(Photo-based referring expression data)
━━━━━━━━━━━━━━━━━━━━

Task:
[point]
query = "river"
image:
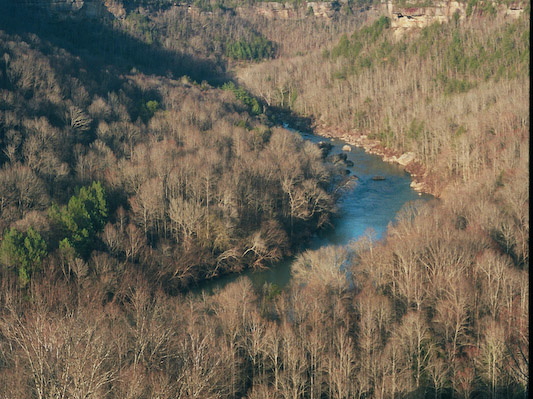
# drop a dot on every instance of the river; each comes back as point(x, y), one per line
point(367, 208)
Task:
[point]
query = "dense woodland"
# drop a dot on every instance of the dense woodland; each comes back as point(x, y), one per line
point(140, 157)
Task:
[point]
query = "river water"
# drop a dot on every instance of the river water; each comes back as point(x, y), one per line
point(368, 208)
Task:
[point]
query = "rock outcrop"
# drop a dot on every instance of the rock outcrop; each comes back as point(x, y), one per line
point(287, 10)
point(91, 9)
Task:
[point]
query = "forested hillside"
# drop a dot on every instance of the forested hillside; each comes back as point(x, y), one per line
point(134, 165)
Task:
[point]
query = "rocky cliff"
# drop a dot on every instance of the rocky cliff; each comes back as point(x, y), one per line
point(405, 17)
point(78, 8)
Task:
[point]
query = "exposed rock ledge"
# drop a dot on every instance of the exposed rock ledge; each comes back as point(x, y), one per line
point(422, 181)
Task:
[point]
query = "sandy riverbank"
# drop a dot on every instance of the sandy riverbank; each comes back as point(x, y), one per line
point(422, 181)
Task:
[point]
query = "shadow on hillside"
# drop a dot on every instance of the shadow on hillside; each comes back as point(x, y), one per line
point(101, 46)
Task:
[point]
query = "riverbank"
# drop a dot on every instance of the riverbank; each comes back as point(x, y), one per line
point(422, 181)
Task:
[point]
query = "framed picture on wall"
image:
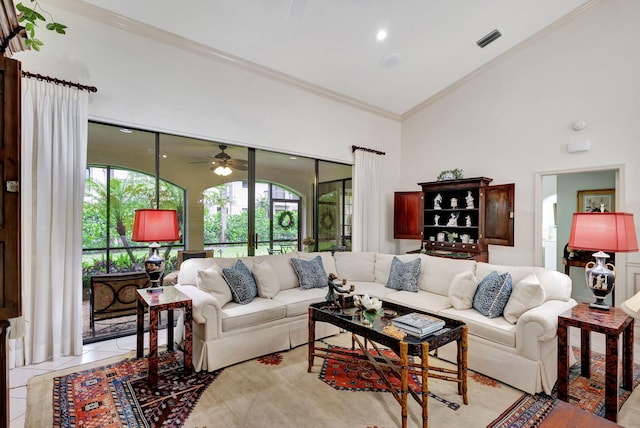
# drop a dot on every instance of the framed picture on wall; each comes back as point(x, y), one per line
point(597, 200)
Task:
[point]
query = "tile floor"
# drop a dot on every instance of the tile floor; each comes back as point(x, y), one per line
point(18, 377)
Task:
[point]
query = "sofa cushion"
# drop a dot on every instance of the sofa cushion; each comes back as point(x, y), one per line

━━━━━━━━━━━━━━━━━━━━

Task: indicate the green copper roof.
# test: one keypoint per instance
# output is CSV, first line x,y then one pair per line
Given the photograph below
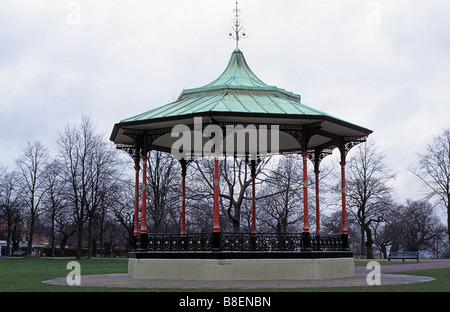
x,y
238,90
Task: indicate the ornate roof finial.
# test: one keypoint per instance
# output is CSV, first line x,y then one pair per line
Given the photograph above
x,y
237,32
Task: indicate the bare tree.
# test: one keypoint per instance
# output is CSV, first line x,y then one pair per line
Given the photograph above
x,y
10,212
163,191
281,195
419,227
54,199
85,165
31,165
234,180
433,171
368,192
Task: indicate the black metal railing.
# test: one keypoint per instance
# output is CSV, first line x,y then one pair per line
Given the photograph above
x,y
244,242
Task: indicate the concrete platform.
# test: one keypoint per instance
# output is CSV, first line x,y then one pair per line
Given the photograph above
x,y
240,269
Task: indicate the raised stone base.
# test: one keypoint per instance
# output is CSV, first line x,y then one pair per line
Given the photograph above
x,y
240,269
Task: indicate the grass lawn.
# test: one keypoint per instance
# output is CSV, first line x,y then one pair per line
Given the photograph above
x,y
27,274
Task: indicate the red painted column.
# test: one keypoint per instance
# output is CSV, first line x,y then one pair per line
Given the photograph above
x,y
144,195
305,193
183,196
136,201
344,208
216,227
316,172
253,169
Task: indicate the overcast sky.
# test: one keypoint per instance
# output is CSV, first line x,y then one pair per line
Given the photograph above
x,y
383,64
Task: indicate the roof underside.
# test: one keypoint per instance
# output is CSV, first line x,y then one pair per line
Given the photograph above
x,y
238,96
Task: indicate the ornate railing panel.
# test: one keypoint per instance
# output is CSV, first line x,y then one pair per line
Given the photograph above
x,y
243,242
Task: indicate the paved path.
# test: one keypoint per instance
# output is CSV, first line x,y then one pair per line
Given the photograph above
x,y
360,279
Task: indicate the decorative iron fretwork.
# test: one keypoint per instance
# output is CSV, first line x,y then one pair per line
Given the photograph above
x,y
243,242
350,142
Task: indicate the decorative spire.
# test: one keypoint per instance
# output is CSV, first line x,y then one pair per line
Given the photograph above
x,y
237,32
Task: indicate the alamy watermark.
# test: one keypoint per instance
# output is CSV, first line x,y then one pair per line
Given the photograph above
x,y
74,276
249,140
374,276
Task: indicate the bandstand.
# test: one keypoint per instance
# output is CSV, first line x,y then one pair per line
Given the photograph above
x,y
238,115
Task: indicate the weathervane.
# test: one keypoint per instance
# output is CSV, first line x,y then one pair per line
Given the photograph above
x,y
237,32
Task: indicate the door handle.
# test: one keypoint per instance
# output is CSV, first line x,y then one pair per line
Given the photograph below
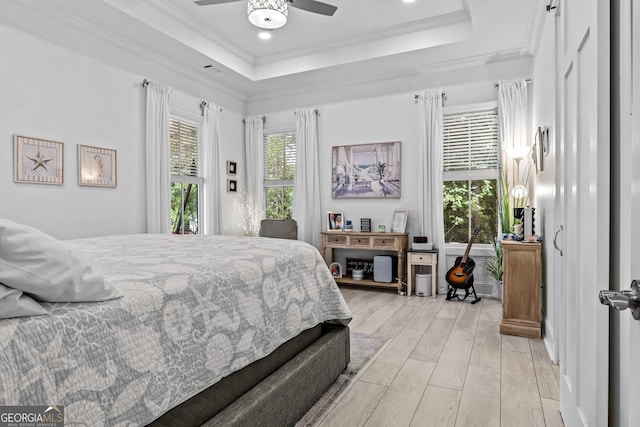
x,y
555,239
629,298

━━━━━━━━━━━━━━━━━━━━

WORK INSTRUCTION:
How would the lines above read from the one with "# drop a dot on every instance of the riverbank;" to the one with "# drop a dot on every instance of the sofa", inclusive, with no pictures? Write them out exactly.

TASK RESULT:
# drop a dot on every instance of the riverbank; each comes back as point(x, y), one per line
point(422, 181)
Task:
[point]
query = "framed picture on wall"
image:
# drop a dot on every instance of the framed picture on wall; each comes back as point(x, y), one per line
point(597, 200)
Task:
[point]
query = "tile floor"
# drop a dot on every instance of the tile floor; each comes back as point(x, y), one per line
point(18, 377)
Task:
[point]
query = "sofa cushion"
# drop a dot on every instance of the sofa cushion; each comes back as point(x, y), one per line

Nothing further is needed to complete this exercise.